**Records supplied**.
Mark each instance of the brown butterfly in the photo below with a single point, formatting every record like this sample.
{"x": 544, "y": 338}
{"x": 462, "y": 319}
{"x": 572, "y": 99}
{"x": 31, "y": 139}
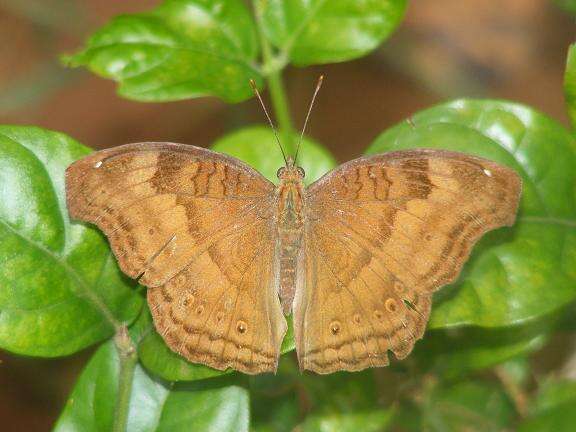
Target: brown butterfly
{"x": 225, "y": 253}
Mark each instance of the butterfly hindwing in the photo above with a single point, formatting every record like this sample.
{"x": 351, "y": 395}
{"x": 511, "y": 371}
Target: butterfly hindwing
{"x": 384, "y": 232}
{"x": 197, "y": 228}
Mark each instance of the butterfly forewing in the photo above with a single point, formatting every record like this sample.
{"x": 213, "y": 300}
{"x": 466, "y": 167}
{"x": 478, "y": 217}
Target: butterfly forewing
{"x": 383, "y": 233}
{"x": 197, "y": 228}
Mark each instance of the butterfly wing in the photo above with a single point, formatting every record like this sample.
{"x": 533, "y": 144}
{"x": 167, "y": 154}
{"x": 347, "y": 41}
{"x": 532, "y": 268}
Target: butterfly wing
{"x": 384, "y": 232}
{"x": 196, "y": 227}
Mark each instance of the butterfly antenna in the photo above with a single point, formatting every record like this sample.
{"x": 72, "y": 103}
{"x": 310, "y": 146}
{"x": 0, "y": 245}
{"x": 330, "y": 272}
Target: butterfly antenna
{"x": 318, "y": 85}
{"x": 257, "y": 93}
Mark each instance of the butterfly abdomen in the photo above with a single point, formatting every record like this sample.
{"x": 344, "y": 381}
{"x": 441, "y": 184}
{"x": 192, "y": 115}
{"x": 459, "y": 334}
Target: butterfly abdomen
{"x": 290, "y": 233}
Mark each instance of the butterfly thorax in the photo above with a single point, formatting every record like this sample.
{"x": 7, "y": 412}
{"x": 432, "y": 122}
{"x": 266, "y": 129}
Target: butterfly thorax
{"x": 290, "y": 217}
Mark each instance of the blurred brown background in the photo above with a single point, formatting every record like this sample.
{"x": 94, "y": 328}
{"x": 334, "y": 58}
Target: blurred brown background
{"x": 513, "y": 49}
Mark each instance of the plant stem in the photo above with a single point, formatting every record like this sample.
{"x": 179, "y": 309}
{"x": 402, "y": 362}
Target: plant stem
{"x": 273, "y": 71}
{"x": 128, "y": 359}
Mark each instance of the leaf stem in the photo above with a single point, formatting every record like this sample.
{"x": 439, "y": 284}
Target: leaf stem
{"x": 128, "y": 360}
{"x": 272, "y": 69}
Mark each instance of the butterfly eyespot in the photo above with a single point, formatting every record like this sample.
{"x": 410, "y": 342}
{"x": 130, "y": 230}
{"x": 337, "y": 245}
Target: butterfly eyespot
{"x": 335, "y": 327}
{"x": 242, "y": 327}
{"x": 398, "y": 287}
{"x": 390, "y": 305}
{"x": 188, "y": 301}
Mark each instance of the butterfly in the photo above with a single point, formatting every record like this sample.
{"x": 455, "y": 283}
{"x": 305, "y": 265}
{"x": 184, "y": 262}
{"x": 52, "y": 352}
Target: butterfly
{"x": 226, "y": 255}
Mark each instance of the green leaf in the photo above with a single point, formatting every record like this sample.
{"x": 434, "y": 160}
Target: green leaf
{"x": 570, "y": 81}
{"x": 322, "y": 31}
{"x": 527, "y": 271}
{"x": 567, "y": 5}
{"x": 61, "y": 288}
{"x": 467, "y": 405}
{"x": 456, "y": 352}
{"x": 257, "y": 146}
{"x": 217, "y": 404}
{"x": 554, "y": 408}
{"x": 181, "y": 49}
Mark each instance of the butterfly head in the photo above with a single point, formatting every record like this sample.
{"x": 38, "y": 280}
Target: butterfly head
{"x": 290, "y": 172}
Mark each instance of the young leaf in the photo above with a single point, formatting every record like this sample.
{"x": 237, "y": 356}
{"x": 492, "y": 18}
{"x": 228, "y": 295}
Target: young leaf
{"x": 218, "y": 404}
{"x": 181, "y": 49}
{"x": 321, "y": 31}
{"x": 570, "y": 82}
{"x": 61, "y": 288}
{"x": 529, "y": 270}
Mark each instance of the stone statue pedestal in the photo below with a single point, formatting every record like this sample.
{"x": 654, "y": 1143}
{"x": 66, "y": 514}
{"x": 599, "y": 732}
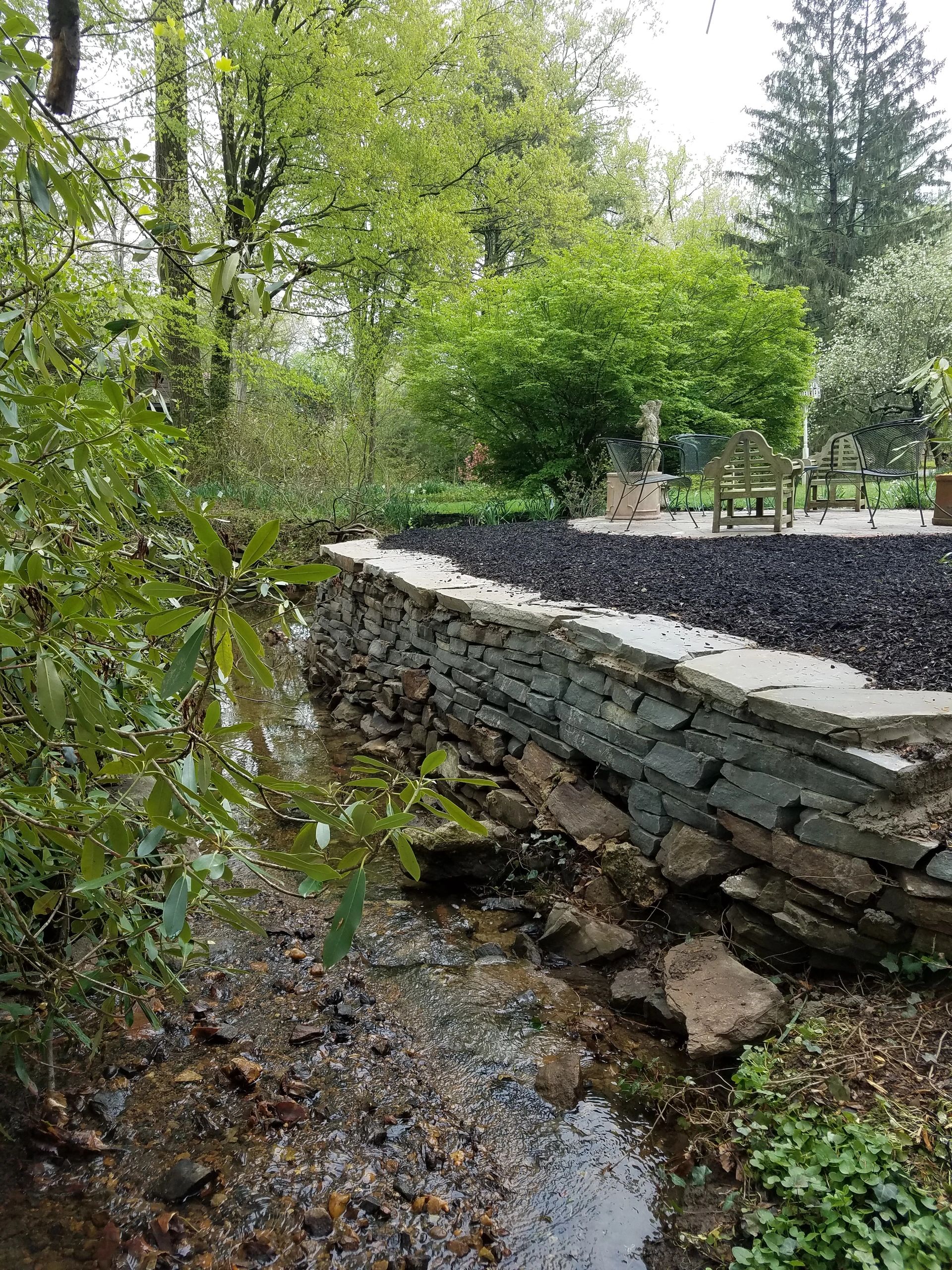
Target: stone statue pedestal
{"x": 622, "y": 501}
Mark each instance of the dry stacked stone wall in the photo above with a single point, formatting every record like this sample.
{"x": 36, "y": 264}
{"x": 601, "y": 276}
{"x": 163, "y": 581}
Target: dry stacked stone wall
{"x": 774, "y": 793}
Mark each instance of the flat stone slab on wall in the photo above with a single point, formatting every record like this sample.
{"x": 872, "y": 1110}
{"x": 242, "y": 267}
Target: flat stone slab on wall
{"x": 792, "y": 760}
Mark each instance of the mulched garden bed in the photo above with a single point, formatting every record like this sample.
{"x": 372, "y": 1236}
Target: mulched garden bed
{"x": 883, "y": 604}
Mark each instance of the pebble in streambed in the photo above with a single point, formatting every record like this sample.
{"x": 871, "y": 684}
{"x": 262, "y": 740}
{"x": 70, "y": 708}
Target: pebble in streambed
{"x": 381, "y": 1115}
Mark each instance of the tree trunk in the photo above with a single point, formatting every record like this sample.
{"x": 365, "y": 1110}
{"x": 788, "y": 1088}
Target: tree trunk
{"x": 220, "y": 377}
{"x": 175, "y": 215}
{"x": 861, "y": 124}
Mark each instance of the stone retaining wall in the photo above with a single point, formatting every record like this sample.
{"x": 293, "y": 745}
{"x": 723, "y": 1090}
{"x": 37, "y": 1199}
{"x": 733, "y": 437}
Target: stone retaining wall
{"x": 697, "y": 766}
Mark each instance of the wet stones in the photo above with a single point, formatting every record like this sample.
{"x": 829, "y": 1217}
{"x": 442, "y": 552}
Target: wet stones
{"x": 631, "y": 988}
{"x": 243, "y": 1072}
{"x": 844, "y": 876}
{"x": 448, "y": 853}
{"x": 318, "y": 1223}
{"x": 639, "y": 881}
{"x": 184, "y": 1179}
{"x": 582, "y": 939}
{"x": 586, "y": 816}
{"x": 721, "y": 1003}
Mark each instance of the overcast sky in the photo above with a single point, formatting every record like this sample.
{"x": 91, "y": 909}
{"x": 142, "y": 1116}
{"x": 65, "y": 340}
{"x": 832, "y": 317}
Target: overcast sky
{"x": 701, "y": 84}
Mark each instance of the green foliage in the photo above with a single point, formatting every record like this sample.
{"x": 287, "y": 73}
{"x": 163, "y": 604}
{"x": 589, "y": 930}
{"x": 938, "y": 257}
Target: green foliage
{"x": 848, "y": 158}
{"x": 842, "y": 1189}
{"x": 541, "y": 365}
{"x": 123, "y": 810}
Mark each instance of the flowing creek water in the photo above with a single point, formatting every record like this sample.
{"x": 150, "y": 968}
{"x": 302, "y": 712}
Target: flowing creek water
{"x": 422, "y": 1085}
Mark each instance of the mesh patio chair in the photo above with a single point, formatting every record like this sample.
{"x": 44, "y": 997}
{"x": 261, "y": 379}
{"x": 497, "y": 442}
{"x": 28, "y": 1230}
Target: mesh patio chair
{"x": 697, "y": 450}
{"x": 749, "y": 470}
{"x": 889, "y": 452}
{"x": 838, "y": 455}
{"x": 640, "y": 466}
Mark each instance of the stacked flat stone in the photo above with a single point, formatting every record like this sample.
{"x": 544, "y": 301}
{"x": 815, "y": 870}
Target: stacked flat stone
{"x": 794, "y": 761}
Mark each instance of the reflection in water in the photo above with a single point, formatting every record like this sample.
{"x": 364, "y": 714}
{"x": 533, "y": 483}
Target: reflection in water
{"x": 579, "y": 1185}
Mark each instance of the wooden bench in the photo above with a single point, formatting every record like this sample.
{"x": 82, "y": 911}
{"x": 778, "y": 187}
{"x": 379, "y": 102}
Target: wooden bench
{"x": 751, "y": 472}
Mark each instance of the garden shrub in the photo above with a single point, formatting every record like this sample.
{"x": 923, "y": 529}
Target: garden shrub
{"x": 542, "y": 364}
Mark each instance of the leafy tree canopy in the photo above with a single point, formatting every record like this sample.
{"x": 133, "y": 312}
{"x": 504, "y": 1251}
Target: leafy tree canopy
{"x": 849, "y": 155}
{"x": 123, "y": 810}
{"x": 542, "y": 364}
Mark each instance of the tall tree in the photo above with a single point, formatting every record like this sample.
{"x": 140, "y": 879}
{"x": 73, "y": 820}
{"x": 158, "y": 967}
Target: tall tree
{"x": 173, "y": 226}
{"x": 848, "y": 158}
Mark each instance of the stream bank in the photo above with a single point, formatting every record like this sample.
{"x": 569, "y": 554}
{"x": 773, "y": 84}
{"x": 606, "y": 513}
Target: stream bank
{"x": 382, "y": 1114}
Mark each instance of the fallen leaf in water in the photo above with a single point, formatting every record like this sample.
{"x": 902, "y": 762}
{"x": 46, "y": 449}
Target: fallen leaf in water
{"x": 338, "y": 1203}
{"x": 243, "y": 1072}
{"x": 143, "y": 1026}
{"x": 108, "y": 1245}
{"x": 305, "y": 1033}
{"x": 167, "y": 1231}
{"x": 139, "y": 1251}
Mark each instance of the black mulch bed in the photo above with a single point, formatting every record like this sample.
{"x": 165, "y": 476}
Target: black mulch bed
{"x": 881, "y": 604}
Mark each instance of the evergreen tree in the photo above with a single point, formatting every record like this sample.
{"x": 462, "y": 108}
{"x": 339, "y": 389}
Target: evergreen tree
{"x": 848, "y": 158}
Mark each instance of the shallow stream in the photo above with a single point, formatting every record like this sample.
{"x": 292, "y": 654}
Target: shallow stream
{"x": 424, "y": 1087}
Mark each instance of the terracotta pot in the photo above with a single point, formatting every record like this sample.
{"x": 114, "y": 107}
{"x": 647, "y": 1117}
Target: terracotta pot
{"x": 944, "y": 500}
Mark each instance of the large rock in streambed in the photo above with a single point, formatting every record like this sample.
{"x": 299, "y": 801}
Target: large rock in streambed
{"x": 691, "y": 856}
{"x": 447, "y": 853}
{"x": 587, "y": 816}
{"x": 559, "y": 1079}
{"x": 581, "y": 938}
{"x": 721, "y": 1004}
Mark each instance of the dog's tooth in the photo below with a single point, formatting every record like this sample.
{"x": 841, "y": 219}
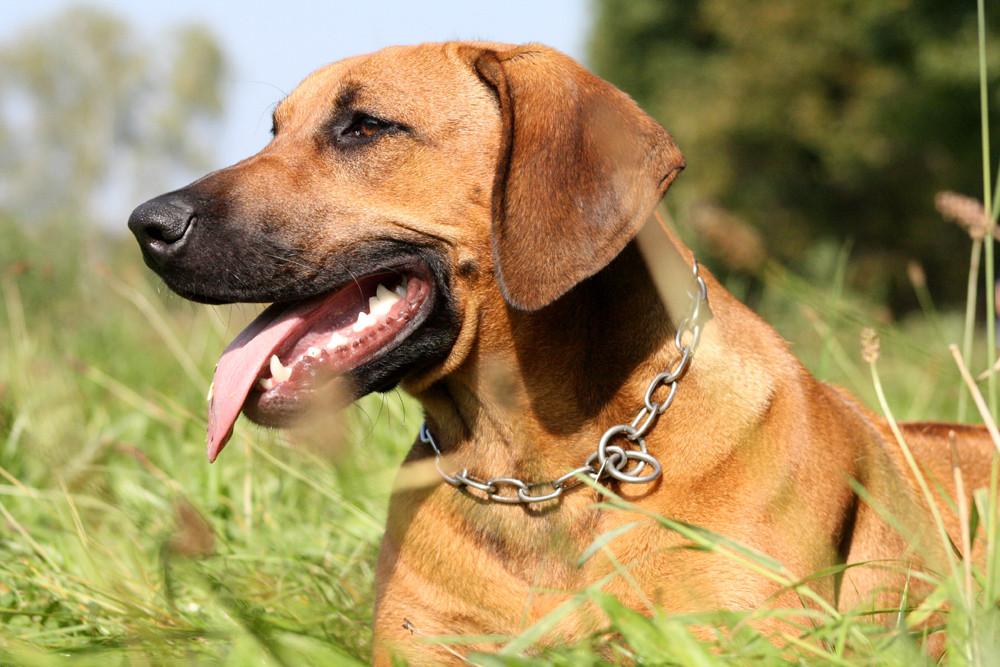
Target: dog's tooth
{"x": 383, "y": 302}
{"x": 401, "y": 288}
{"x": 364, "y": 321}
{"x": 279, "y": 372}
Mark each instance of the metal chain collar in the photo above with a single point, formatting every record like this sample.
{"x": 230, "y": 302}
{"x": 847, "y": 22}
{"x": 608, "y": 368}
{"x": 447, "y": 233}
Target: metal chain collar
{"x": 609, "y": 459}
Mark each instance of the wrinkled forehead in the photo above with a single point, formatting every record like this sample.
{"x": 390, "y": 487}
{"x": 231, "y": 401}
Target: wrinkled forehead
{"x": 400, "y": 82}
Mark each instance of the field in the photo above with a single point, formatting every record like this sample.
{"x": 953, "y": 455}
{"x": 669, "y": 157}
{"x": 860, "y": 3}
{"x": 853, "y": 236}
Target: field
{"x": 121, "y": 545}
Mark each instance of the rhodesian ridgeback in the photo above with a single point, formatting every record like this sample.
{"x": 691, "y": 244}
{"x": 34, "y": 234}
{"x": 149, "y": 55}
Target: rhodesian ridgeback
{"x": 461, "y": 219}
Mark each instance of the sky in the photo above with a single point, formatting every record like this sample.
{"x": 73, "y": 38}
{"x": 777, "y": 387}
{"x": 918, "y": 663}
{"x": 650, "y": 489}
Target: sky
{"x": 273, "y": 46}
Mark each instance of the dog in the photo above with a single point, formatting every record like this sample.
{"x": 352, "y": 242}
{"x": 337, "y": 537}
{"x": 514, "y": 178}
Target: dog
{"x": 464, "y": 220}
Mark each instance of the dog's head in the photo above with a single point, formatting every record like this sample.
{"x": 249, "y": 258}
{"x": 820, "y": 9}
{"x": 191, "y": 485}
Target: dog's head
{"x": 393, "y": 182}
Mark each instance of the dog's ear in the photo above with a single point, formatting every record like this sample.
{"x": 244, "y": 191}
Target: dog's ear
{"x": 581, "y": 168}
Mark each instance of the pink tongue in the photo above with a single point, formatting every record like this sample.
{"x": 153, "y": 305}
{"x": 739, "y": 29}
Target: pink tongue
{"x": 240, "y": 366}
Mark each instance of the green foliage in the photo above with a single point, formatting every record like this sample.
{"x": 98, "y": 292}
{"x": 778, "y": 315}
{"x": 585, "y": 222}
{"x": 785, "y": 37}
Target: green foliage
{"x": 815, "y": 120}
{"x": 120, "y": 544}
{"x": 88, "y": 107}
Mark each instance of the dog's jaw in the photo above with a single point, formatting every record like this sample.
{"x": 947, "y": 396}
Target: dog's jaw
{"x": 292, "y": 355}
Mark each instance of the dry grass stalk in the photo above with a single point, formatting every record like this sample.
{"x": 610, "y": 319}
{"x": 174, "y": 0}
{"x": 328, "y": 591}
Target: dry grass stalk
{"x": 871, "y": 345}
{"x": 967, "y": 211}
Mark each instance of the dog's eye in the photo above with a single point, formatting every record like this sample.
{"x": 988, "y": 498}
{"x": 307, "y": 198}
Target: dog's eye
{"x": 364, "y": 127}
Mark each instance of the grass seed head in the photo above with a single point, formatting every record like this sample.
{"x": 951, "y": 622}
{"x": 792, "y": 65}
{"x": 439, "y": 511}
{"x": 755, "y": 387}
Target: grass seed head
{"x": 871, "y": 345}
{"x": 967, "y": 211}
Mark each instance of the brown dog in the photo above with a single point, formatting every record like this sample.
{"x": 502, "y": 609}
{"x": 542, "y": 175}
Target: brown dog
{"x": 460, "y": 218}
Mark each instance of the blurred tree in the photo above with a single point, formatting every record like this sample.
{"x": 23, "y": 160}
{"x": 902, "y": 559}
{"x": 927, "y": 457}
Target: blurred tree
{"x": 815, "y": 120}
{"x": 89, "y": 111}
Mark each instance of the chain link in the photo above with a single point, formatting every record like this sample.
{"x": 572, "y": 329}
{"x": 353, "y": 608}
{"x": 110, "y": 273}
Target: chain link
{"x": 620, "y": 461}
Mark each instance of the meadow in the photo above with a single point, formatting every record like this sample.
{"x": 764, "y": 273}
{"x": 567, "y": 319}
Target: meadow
{"x": 121, "y": 545}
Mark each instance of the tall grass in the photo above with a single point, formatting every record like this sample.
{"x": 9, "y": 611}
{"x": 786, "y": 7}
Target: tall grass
{"x": 120, "y": 545}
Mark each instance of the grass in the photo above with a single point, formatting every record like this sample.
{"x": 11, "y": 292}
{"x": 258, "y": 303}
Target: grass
{"x": 120, "y": 545}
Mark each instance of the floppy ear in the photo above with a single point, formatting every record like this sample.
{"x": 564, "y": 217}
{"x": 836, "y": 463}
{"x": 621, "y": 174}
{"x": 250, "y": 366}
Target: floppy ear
{"x": 581, "y": 168}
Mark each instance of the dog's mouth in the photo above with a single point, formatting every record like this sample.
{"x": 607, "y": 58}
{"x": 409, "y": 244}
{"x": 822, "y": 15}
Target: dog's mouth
{"x": 294, "y": 352}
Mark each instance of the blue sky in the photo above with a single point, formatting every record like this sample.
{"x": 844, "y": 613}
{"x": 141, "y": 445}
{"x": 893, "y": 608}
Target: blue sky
{"x": 272, "y": 46}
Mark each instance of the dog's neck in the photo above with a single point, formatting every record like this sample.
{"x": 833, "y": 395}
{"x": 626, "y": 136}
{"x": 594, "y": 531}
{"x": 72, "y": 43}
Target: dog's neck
{"x": 537, "y": 407}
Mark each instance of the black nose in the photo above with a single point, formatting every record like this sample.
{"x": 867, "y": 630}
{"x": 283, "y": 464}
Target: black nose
{"x": 161, "y": 225}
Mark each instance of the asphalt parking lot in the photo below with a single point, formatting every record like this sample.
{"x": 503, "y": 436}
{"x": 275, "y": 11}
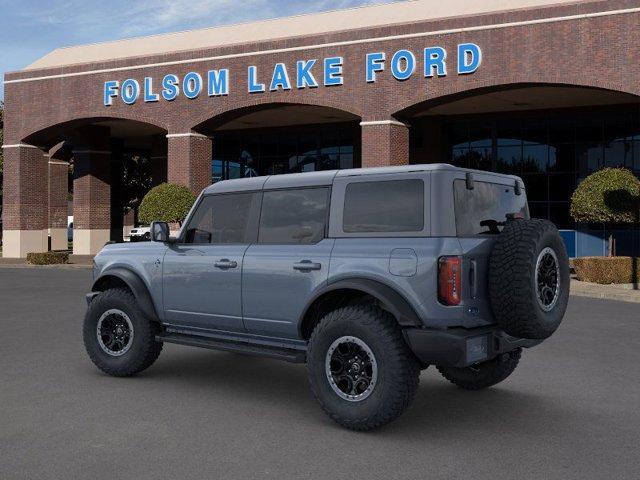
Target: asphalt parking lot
{"x": 571, "y": 410}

**What you need to do**. Skip the pictures; extract only the lines from the line with "Mark each instance of the chain" through the final line of the material, exactly as they appear.

**Response**.
Mark each instance of the chain link in the photo above with a single point, formatting every record like this sample.
{"x": 572, "y": 329}
{"x": 353, "y": 608}
{"x": 110, "y": 273}
Target: chain link
{"x": 620, "y": 461}
Mark each instance of the meadow in the photo above with a single point, formatting every record like this sample.
{"x": 764, "y": 273}
{"x": 567, "y": 319}
Target: meadow
{"x": 121, "y": 545}
Mark each instance of the tall grass in the photo above with a single point, formatting every record like this sample.
{"x": 9, "y": 611}
{"x": 786, "y": 7}
Target: tall grass
{"x": 120, "y": 545}
Mark each instance of the grass in the photo above with a single point, formatting every record like this sample.
{"x": 11, "y": 292}
{"x": 258, "y": 303}
Target: grass
{"x": 120, "y": 545}
Mark each instance of the floppy ear in the photo above with a single point, formatting every record like this sample.
{"x": 564, "y": 217}
{"x": 836, "y": 463}
{"x": 621, "y": 174}
{"x": 250, "y": 366}
Target: floppy ear
{"x": 581, "y": 168}
Mark each instance of the dog's mouth in the photo above with a single point, formatting every record like this sample.
{"x": 607, "y": 58}
{"x": 409, "y": 244}
{"x": 822, "y": 15}
Target: dog's mouth
{"x": 294, "y": 352}
Mark each instance of the blue sky in the photo above with a single point, formatting every record like this sample.
{"x": 844, "y": 613}
{"x": 141, "y": 445}
{"x": 893, "y": 608}
Target: blue sky
{"x": 272, "y": 46}
Mark each instance of the dog's neck in the photo above with a single point, formatting every record like this sample.
{"x": 833, "y": 395}
{"x": 626, "y": 136}
{"x": 594, "y": 531}
{"x": 72, "y": 43}
Target: dog's neck
{"x": 537, "y": 407}
Mark each instance of the black nose in the photo above with a single point, formatting every record like this sample.
{"x": 867, "y": 630}
{"x": 283, "y": 464}
Target: black nose
{"x": 161, "y": 225}
Mark each instance of the asphalt parking lot in the photo below with a single point, formatting every record like this sample.
{"x": 503, "y": 436}
{"x": 275, "y": 11}
Target: asphalt parking lot
{"x": 571, "y": 410}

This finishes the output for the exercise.